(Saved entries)
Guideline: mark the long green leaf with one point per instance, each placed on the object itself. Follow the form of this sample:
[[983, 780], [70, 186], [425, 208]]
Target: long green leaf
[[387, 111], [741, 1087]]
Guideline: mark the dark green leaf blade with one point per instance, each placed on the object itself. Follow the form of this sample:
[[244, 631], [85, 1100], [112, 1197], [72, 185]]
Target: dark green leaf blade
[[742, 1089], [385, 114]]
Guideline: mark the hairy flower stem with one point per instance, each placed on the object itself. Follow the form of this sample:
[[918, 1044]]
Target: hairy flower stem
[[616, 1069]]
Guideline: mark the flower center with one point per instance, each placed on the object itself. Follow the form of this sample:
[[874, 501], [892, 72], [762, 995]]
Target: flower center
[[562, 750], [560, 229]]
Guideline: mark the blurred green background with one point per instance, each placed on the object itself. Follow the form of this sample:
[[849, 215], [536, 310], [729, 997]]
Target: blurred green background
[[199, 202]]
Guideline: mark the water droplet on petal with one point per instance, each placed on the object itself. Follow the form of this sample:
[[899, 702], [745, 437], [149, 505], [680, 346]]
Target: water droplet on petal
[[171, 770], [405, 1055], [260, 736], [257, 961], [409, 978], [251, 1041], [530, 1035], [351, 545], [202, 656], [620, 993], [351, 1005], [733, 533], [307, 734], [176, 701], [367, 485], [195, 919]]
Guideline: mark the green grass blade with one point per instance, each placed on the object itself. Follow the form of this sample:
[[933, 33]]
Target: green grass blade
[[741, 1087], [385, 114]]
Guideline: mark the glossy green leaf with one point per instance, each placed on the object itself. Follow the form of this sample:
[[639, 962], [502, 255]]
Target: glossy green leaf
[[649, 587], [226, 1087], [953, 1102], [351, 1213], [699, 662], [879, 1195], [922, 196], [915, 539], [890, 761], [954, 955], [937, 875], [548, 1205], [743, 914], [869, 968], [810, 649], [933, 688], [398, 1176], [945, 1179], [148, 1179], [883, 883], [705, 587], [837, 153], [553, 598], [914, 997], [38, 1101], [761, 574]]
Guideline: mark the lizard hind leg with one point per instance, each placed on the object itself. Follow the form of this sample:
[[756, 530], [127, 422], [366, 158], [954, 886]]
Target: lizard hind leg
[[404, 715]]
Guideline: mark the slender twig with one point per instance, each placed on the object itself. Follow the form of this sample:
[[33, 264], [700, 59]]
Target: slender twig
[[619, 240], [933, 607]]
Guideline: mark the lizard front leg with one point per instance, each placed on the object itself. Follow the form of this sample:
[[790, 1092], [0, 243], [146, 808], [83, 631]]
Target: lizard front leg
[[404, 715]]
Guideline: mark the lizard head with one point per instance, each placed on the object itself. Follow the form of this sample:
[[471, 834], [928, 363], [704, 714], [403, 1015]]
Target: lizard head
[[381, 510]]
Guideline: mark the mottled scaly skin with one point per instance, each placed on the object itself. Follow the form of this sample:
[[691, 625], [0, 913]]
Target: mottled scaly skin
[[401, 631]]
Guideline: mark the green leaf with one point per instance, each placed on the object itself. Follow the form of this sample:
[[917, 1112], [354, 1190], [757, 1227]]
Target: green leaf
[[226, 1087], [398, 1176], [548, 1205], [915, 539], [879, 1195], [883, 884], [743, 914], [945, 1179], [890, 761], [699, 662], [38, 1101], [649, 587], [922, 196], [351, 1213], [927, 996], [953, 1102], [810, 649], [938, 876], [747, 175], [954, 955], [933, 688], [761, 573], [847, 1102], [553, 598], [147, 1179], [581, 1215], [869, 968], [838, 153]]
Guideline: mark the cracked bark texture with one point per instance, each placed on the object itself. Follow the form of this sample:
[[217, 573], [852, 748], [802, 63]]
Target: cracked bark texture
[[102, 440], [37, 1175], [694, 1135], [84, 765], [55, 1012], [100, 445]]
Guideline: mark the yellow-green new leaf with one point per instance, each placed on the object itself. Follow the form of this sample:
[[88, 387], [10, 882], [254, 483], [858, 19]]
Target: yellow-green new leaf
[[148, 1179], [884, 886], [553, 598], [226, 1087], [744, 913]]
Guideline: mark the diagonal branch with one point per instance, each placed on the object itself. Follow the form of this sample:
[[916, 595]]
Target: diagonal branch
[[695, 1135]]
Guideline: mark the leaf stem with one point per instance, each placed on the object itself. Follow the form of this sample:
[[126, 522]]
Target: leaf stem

Task objective => Look back at the data above. Transcribe exactly the lines starting at the line that contains "Target: slender twig" and ending at the line that contains "[[917, 1112], [354, 1190], [757, 1227]]".

Written reply =>
Target: slender twig
[[619, 240], [933, 607]]
Guideline: mark the lizard front leg with one point per instance, each placed on the object itself. Follow the form of this sample:
[[790, 1092], [0, 243], [146, 808], [83, 631]]
Target: lizard front leg
[[404, 715]]
Guideline: mark the lizard head with one point per instance, each placed on the object itself. Follow the form of this sample:
[[471, 834], [928, 363], [704, 714], [403, 1015]]
Target: lizard head
[[381, 510]]
Guideline: mark the mottled scaly skin with one point per instance, each placed on the object itself. Follow the form of this sample:
[[691, 625], [0, 913]]
Target: mottled scaly skin
[[401, 631]]
Guideline: mark the green leaf with one point per instance, each placed on the object itself. Follow the form of this sample:
[[917, 1112], [354, 1190], [757, 1227]]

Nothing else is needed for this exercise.